Exercise prompt
Set each line of the records down again exactly, please.

Dataset content

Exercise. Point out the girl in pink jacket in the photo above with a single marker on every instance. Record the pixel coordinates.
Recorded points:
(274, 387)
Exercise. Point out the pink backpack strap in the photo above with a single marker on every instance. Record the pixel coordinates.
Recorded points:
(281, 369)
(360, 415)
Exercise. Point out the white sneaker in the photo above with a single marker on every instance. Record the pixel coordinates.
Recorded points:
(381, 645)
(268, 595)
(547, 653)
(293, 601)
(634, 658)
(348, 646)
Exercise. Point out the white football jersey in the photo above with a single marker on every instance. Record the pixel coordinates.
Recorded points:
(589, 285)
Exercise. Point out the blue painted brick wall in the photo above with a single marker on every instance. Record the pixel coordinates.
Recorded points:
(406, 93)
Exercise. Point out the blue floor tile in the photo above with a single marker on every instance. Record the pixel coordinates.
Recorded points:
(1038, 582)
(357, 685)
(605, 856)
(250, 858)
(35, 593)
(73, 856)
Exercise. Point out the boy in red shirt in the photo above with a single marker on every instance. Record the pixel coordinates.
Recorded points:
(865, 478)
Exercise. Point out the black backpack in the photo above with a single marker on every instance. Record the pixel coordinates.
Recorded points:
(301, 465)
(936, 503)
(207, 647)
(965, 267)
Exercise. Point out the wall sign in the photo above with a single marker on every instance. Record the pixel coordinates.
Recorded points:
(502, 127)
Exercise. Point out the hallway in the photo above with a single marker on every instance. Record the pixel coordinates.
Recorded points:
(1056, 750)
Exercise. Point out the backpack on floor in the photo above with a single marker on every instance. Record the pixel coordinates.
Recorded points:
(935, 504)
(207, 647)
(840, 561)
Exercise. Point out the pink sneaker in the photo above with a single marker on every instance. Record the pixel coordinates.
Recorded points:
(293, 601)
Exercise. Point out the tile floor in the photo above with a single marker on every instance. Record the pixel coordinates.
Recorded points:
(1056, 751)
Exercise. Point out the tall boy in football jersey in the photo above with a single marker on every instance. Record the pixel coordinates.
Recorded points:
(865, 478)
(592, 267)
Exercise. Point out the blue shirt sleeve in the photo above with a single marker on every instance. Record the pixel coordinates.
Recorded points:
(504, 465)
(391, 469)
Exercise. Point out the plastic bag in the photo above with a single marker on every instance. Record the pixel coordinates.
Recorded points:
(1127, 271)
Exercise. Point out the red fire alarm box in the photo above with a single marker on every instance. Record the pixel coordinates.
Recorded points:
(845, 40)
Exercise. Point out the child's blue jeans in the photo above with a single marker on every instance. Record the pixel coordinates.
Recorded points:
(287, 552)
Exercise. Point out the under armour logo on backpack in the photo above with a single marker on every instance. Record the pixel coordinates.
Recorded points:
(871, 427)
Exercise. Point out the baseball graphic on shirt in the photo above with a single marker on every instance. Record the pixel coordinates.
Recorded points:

Answer for the task
Exercise. Point out the girl in pink jacket in the photo above with a single marker on every instance. Record the pixel coordinates.
Recorded points:
(274, 387)
Exercise. Point out the pink backpack strap in the photo above with a single marker on every instance. Record the pixel coordinates.
Recorded points:
(281, 369)
(360, 415)
Exercise. Point out the white sneaker in the photo above with a single marker on every instance. Record the pixel coordinates.
Recorded points:
(381, 645)
(268, 595)
(547, 653)
(293, 601)
(634, 658)
(348, 646)
Exercise. Point out the white football jersey in the photo above with a single marker on every instance. Record the pixel coordinates.
Recorded points:
(589, 285)
Exercise. Point out the blue painted brick wall in the photo above with a single marker on every instance. Record the pixel coordinates.
Recorded points:
(406, 93)
Exercise. Point out the blue floor tile in the photo above with a single marker on every instance. Record the pixel coordinates.
Recorded points:
(1038, 582)
(357, 685)
(605, 856)
(250, 858)
(35, 593)
(73, 856)
Exercise. Point out the boy in red shirt in the photo above with a single marker on every instance. Record the pixel coordinates.
Recorded points:
(865, 478)
Exercise. Point out the black backpack in the photo above with a single marker on every instance. Record the pixel coordinates.
Recorded points:
(301, 465)
(936, 503)
(207, 647)
(965, 267)
Exercise. Point out the wall sign in the photo above with a single marker on every instance. Record the pixel coordinates.
Recorded points:
(502, 127)
Exercise. Point out the hallway in the photo above with a single marker on every instance. Record the pixel coordinates.
Recorded points:
(1056, 750)
Exercise. Point out the backpack on floor in the photo above with a single marker on every instance. Record the pixel coordinates.
Recorded points:
(935, 504)
(207, 647)
(840, 561)
Exercise. Point out the pink sneaker in the photo above with a single marker on every instance. Record the pixel coordinates.
Recorded points:
(293, 601)
Exercise. Point out the tile floor in the photo above with a single marker on every instance. Record the pixel coordinates.
Recorded points:
(1056, 751)
Exercise. Point out the tall boy in football jersey in the photo above with a single marker on every instance. Record the pixel coordinates.
Recorded points:
(865, 478)
(592, 267)
Exercise. Point out the blue shirt sleeve in the photo above with a single marker on every instance. Record the pixel coordinates.
Recorded points:
(504, 465)
(391, 469)
Exercise. Point out the plastic bag in the photo above with a single marker on every instance. Record the pixel coordinates.
Recorded points:
(1127, 271)
Exercise. Point out the red fire alarm box in the photo above with a single marker on every instance. Record the pixel coordinates.
Recorded points:
(845, 40)
Exercise. Point out the child's blue jeans in the photo above with a single marker on every instance. Record the pixel coordinates.
Recorded points:
(287, 552)
Exercise. Point out the under armour logo on backpack in the photo above with a single marker on every instance. Record the pixel coordinates.
Recorded points:
(871, 427)
Exercise. Point out the baseball graphic on shirt in the photo above with a single marker on every instance. Record the pixel coordinates.
Recorded points:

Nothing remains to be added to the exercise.